* **TEXTO CITADO**:
☆ ☆ ☆ ☆ ☆

Todo empezó con un mensaje. Me avisaron desde la radio que había llegado un paquete a mi nombre. Eran libros. Entre ellos estaba la edición "conmemorativa" —así la anuncian en tapa, y no está mal: suena más sensato que el adjetivo "definitiva"— de Acerca de Roderer, la primera novela de Guillermo Martínez. Me había fascinado treinta años atrás, cuando la publicó Juan Forn en la colección Biblioteca del Sur.

 

 

 

 

Fue por esa misma época que conocí a Guillermo, cuando coincidimos en un congreso de jóvenes escritores de habla castellana (que lo éramos, entonces; jóvenes, quiero decir) en España. Nos aproximaban, además, otras coincidencias. Habíamos nacido en el '62 y publicado nuestro debut como novelistas en Biblioteca del Sur. A partir de allí, casi todo eran diferencias. Guillermo era un escritor que había hecho carrera a partir del estudio de las matemáticas, un saber que no podía estar más lejos de mis apetencias. Mi trabajo paralelo era el periodismo cultural, recalando en el rock y sus suburbios, lo cual me volvía sensible a su juvenilia. Guillermo, en cambio, era un tipo sin tiempo. Alguien que parecía no haber sido joven nunca, un rasgo que armonizaba con la prosa preternalmente madura de Roderer. Su voz y sus ojos claros me recordaron siempre a un colega de mi viejo —o sea: también dentista— que tenía nombre de personaje de Patricia Highsmith, lo llamaban Dickie Scott. (Dickie es diminutivo de Ricardo.) Está claro que Dickie era mucho más grande que Guillermo y yo, pero él apelaba a una carmela color ala de cuervo que no conseguía disimular el hecho de que él tampoco había sido joven nunca.

El paquete traía un montón de libros. El único que conservé cerca fue Roderer. Si de algo no dispongo en estas semanas es de tiempo (el protagonista del libro, Gustavo Roderer, sería el primero en percibir la ironía), y sin embargo caí en la tentación. Leí el prólogo de Elsa Drucaroff y ese fue el tirón que clavó el anzuelo. Embalado, le eché el ojo a las primeras páginas y ya no pude salir. Total, es cortito, me dije. Es un libro breve, en efecto, pero mi falta de tiempo era absoluta. Lo cual me permitió encarar la tarea contemplando el vaso medio lleno: si no disponía de tiempo para nada, ¿qué tiempo iba a quitarme la lectura de Roderer?

☆ ☆ ☆ ☆ ☆

* **EXTRACTO DEL LISTADO**:
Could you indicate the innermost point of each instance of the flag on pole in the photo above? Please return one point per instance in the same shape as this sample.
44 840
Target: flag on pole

☆ ☆ ☆ ☆ ☆

* **EJERCICIOS PROPUESTOS**:
1. Transcribe del texto citado todo lo que va desde "El paquete traía" hasta "lectura de Roderer?".
2. Según el texto citado, ¿en qué colección publicó Juan Forn la primera novela de Guillermo Martínez?
3. Indica si cada afirmación concuerda con el texto citado y respalda cada respuesta con las palabras exactas que lo deciden: (a) Quien narra y Guillermo Martínez nacieron el mismo año. (b) Quien narra conservó cerca todos los libros del paquete. (c) El protagonista de la novela se llama Gustavo Roderer.

* **EJERCICIO RESUELTO**:
1.
El paquete traía un montón de libros. El único que conservé cerca fue Roderer. Si de algo no dispongo en estas semanas es de tiempo (el protagonista del libro, Gustavo Roderer, sería el primero en percibir la ironía), y sin embargo caí en la tentación. Leí el prólogo de Elsa Drucaroff y ese fue el tirón que clavó el anzuelo. Embalado, le eché el ojo a las primeras páginas y ya no pude salir. Total, es cortito, me dije. Es un libro breve, en efecto, pero mi falta de tiempo era absoluta. Lo cual me permitió encarar la tarea contemplando el vaso medio lleno: si no disponía de tiempo para nada, ¿qué tiempo iba a quitarme la lectura de Roderer?

2. En la colección Biblioteca del Sur.

3.
(a) Sí: "Habíamos nacido en el '62".
(b) No: "El único que conservé cerca fue Roderer."
(c) Sí: "el protagonista del libro, Gustavo Roderer".